Page extract:
That study, followed by a series of ensuing reports, highlighted the low-lying food hub’s vulnerability to storm surge in the event of a major hurricane, and the impact that a prolonged disruption could have on the region. The Food Distribution Center narrowly avoided that fate in 2012, when Hurricane Sandy struck at low tide and spared the peninsula—and its 100-plus food wholesalers—from the flooding that devastated Lower Manhattan, Red Hook and the Rockaways.

“We got lucky,” said Joey DeRosa, a warehouse manager at M & R Tomato Distributors, who has worked in the controlled chaos of the Hunts Point Terminal Produce Market for 34 years. “Next time we might not be so lucky.”

But a decade later, little has changed when it comes to storm resiliency at the markets.

The city scrapped ambitious but expensive strategies for a flood wall to protect the Food Distribution Center, surrounded on three sides by the Bronx and East Rivers. More modest plans aimed at ensuring back-up power in case of an outage—a key concern for business owners and employees—have dragged on, with some still years from completion.

NYCEDC introduced long-awaited backup generators to the meat market, but canceled a plan to build a microgrid because the project would have violated local emissions laws. A smaller-scale replacement is still three years from completion. Meanwhile, NYCEDC was only just awarded $15 million in federal grant money to “harden” some of the market’s most vulnerable buildings by plugging holes and protecting electrical equipment.

The slow pace of progress leaves the businesses, and a good chunk of New York City’s food network, susceptible to another Sandy-like storm, say local organizers, food policy experts and Hunts Point workers themselves.

Dr. Charles Platkin, the executive director of Hunter College’s New York City Food Policy Center, said the city has wasted a decade when it could have pursued stronger protections for the vital markets.

“There needs to be transparency, there need to be facilities protected from storm surges and there need to be new facilities that are energy efficient,” said Platkin, who studies the Food Distribution Center and the city’s food network.

Data excerpts:

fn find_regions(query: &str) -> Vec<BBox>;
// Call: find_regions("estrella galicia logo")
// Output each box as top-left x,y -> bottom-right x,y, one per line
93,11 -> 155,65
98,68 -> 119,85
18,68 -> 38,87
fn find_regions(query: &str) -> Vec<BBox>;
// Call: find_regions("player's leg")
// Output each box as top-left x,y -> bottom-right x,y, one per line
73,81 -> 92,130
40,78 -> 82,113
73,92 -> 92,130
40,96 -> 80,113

--

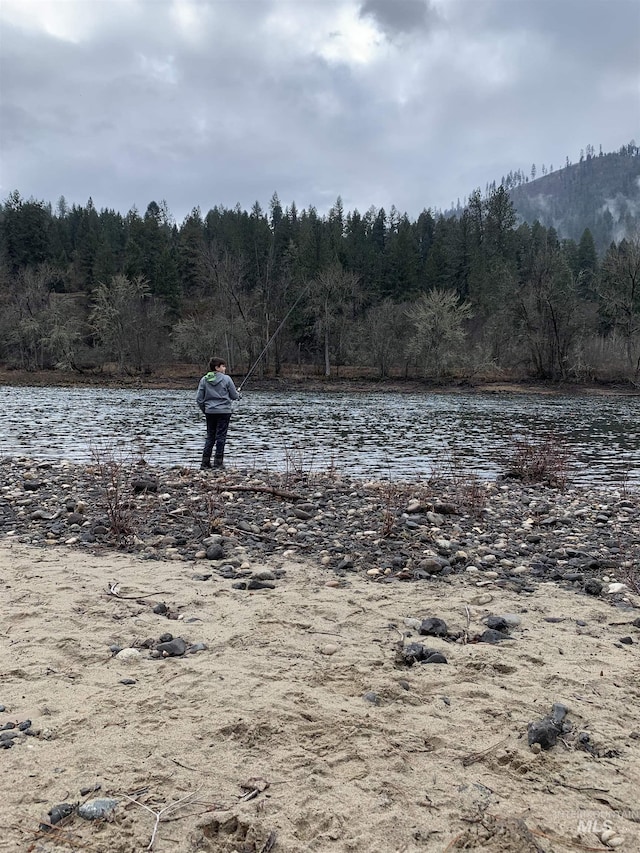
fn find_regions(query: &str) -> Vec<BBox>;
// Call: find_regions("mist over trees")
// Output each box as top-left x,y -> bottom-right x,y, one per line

Aim of the exercise:
Answer these from the article on Hunts Point storm resiliency:
1. For how many years has Joey DeRosa worked at the Hunts Point Terminal Produce Market?
2. Why did NYCEDC cancel its plan to build a microgrid?
3. How much federal grant money was NYCEDC awarded to "harden" vulnerable market buildings?
The items have nothing to do with this work.

Exercise result:
1. 34 years.
2. The project would have violated local emissions laws.
3. $15 million.